### Records for the task ###
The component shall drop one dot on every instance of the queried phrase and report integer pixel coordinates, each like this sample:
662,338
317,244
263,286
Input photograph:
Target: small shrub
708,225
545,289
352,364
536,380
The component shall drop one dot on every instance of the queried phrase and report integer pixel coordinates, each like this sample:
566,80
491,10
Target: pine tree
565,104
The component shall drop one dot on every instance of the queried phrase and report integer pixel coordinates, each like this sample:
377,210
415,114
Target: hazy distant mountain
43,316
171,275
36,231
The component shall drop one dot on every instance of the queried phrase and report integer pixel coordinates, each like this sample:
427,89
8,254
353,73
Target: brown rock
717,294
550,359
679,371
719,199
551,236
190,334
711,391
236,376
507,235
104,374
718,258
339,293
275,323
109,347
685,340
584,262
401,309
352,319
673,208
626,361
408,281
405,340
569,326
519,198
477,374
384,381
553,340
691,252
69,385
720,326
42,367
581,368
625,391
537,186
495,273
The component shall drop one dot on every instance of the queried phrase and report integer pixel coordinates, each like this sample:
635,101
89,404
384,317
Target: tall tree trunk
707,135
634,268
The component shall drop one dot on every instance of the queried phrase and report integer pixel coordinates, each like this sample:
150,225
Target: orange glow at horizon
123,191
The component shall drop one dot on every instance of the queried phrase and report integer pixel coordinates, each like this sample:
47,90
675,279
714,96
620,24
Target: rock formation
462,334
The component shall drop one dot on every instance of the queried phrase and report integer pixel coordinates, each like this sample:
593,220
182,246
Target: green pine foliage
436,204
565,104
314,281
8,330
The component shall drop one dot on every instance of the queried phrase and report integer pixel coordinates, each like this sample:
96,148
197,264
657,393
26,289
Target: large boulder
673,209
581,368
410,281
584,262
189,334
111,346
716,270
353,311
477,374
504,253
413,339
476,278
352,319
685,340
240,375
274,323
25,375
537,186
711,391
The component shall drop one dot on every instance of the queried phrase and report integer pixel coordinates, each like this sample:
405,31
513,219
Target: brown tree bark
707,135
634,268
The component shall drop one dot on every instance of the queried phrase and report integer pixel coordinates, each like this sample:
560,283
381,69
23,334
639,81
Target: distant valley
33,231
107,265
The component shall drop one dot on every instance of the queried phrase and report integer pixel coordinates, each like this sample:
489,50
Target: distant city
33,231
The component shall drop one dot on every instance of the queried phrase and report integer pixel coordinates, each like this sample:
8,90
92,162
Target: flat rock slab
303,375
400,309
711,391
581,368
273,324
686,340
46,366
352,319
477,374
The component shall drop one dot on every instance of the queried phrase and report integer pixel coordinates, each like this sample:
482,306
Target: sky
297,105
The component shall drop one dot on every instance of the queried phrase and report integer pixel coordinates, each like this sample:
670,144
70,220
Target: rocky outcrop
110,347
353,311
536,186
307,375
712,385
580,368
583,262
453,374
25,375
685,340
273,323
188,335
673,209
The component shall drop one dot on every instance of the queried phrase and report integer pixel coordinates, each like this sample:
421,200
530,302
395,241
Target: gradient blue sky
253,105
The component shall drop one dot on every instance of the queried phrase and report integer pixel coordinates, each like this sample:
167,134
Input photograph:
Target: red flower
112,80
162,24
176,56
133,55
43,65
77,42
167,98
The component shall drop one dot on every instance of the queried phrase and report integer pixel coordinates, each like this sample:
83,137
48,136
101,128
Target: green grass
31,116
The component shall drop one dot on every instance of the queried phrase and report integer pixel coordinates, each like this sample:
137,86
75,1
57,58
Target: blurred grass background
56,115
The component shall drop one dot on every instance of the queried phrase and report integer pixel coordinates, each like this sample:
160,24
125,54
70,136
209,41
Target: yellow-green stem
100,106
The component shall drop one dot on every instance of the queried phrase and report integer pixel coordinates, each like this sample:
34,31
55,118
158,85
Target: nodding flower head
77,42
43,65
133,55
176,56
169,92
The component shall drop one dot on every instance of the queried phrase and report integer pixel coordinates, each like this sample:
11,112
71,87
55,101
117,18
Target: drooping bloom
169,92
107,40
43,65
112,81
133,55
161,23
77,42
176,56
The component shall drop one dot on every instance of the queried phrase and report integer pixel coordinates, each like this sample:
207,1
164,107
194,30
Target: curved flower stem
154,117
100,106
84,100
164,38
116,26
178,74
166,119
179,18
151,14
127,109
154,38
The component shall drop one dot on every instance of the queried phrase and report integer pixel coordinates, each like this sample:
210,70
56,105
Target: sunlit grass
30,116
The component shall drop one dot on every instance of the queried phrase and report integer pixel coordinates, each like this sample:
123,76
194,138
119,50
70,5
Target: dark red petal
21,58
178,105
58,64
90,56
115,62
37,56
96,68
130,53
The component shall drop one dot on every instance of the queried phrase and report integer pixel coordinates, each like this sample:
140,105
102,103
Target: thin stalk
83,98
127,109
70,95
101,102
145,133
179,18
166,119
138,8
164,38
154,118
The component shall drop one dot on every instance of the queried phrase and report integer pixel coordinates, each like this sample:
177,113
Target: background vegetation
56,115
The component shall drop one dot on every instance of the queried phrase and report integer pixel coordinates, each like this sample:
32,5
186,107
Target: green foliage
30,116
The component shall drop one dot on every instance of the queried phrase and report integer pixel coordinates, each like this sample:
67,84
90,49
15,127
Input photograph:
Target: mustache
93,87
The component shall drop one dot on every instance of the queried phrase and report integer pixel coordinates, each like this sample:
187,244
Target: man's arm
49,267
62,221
###
### [Stated goal]
State how many of the rows above contain the string "foliage", counting a match only when its letter case is the same, and reply with the number alone.

### [Result of this exercise]
2